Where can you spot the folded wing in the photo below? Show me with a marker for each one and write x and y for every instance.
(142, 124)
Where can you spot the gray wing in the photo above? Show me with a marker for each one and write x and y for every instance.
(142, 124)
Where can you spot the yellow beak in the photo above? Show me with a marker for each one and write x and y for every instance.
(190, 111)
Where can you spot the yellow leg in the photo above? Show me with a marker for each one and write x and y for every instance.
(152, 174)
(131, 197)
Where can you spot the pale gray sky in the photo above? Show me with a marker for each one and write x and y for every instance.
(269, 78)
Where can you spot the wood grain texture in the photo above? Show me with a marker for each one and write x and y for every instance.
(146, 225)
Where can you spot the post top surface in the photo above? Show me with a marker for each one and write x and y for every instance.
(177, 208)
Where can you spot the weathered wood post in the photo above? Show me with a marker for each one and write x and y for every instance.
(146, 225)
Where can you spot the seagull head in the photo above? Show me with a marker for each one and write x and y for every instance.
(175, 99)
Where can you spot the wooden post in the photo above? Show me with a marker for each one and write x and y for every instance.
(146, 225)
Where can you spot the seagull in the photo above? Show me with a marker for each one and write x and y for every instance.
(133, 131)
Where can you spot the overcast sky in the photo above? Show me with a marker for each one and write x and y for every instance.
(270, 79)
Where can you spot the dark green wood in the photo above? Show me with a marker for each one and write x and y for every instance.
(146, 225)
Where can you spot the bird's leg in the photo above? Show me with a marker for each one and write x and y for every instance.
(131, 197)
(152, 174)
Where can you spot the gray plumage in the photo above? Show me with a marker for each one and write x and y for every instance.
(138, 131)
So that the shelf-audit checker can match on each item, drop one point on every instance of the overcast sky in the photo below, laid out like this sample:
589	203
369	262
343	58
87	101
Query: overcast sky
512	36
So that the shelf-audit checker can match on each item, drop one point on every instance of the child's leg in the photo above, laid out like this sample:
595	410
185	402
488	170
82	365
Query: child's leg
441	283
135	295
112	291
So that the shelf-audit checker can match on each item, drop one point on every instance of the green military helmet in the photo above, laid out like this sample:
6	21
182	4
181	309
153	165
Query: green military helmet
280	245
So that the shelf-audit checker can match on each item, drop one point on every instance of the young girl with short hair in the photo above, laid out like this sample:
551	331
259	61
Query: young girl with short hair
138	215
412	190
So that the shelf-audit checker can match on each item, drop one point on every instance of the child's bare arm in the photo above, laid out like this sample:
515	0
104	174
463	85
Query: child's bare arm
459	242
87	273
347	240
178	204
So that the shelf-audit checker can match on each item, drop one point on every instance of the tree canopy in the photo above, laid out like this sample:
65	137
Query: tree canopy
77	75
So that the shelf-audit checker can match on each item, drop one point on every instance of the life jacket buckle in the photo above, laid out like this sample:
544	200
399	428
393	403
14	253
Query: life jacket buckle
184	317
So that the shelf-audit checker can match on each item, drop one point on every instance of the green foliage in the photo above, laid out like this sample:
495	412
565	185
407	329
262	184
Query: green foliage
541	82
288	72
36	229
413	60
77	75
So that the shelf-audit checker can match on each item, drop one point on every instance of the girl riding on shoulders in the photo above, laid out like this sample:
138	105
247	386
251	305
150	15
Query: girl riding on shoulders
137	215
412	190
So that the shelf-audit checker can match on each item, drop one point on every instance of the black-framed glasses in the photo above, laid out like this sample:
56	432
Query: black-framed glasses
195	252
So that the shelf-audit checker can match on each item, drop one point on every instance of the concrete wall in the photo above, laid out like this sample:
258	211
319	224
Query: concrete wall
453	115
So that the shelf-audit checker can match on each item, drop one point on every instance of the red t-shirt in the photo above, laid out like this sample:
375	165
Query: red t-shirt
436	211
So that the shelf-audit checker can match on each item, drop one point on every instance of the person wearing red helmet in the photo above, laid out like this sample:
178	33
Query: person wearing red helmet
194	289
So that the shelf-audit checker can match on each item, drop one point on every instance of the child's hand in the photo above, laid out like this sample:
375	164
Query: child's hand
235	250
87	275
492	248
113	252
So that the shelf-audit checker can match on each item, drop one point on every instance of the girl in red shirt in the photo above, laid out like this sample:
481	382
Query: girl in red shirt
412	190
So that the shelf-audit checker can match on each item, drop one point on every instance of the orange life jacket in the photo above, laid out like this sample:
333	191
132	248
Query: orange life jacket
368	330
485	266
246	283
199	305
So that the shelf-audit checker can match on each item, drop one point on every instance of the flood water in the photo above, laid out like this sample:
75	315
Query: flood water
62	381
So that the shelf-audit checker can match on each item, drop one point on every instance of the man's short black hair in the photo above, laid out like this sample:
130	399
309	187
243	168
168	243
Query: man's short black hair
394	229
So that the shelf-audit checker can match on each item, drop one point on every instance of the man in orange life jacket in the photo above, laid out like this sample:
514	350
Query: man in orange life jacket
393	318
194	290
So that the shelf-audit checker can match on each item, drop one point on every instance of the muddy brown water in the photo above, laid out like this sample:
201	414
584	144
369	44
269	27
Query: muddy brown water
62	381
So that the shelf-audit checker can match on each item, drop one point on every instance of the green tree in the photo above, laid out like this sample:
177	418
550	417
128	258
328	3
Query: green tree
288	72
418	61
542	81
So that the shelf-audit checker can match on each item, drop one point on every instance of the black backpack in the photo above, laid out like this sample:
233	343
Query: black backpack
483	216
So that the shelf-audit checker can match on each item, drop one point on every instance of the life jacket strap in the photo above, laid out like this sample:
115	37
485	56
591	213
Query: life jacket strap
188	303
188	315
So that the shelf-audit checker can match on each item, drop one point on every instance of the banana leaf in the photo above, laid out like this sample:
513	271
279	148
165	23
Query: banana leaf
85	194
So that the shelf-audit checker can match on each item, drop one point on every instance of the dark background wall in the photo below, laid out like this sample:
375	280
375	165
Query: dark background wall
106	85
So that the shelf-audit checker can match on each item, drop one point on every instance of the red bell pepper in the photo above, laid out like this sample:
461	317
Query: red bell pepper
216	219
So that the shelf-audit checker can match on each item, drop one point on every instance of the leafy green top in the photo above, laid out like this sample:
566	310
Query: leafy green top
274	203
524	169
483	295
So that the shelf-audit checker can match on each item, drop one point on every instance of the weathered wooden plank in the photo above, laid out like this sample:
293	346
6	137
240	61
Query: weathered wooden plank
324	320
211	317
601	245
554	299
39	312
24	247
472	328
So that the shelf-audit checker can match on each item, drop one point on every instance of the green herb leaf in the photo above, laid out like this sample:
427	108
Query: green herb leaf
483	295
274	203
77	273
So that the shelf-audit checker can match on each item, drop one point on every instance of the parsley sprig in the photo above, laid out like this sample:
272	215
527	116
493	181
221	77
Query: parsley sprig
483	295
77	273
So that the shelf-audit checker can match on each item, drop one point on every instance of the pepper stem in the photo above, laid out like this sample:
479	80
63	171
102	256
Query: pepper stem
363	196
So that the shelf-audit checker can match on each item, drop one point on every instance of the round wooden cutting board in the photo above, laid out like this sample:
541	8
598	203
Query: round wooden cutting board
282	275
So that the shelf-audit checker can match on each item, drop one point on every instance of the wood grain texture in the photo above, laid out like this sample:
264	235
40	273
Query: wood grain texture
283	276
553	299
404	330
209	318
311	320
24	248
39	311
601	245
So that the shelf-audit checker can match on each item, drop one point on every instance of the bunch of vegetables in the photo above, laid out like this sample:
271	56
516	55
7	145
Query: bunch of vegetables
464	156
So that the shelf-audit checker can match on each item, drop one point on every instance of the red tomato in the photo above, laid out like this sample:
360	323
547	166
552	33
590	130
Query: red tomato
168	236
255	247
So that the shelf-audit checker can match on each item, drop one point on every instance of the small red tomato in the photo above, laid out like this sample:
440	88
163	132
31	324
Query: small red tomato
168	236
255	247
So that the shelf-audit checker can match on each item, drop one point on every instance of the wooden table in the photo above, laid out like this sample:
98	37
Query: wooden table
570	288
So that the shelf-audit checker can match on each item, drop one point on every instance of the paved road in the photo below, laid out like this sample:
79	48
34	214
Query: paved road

━━━━━━━━━━━━━━━━━━━━━━━━━━━━━━

Instructions to follow:
What is the number of lines in the data above that contain the word "road"? Report the figure only.

Response:
2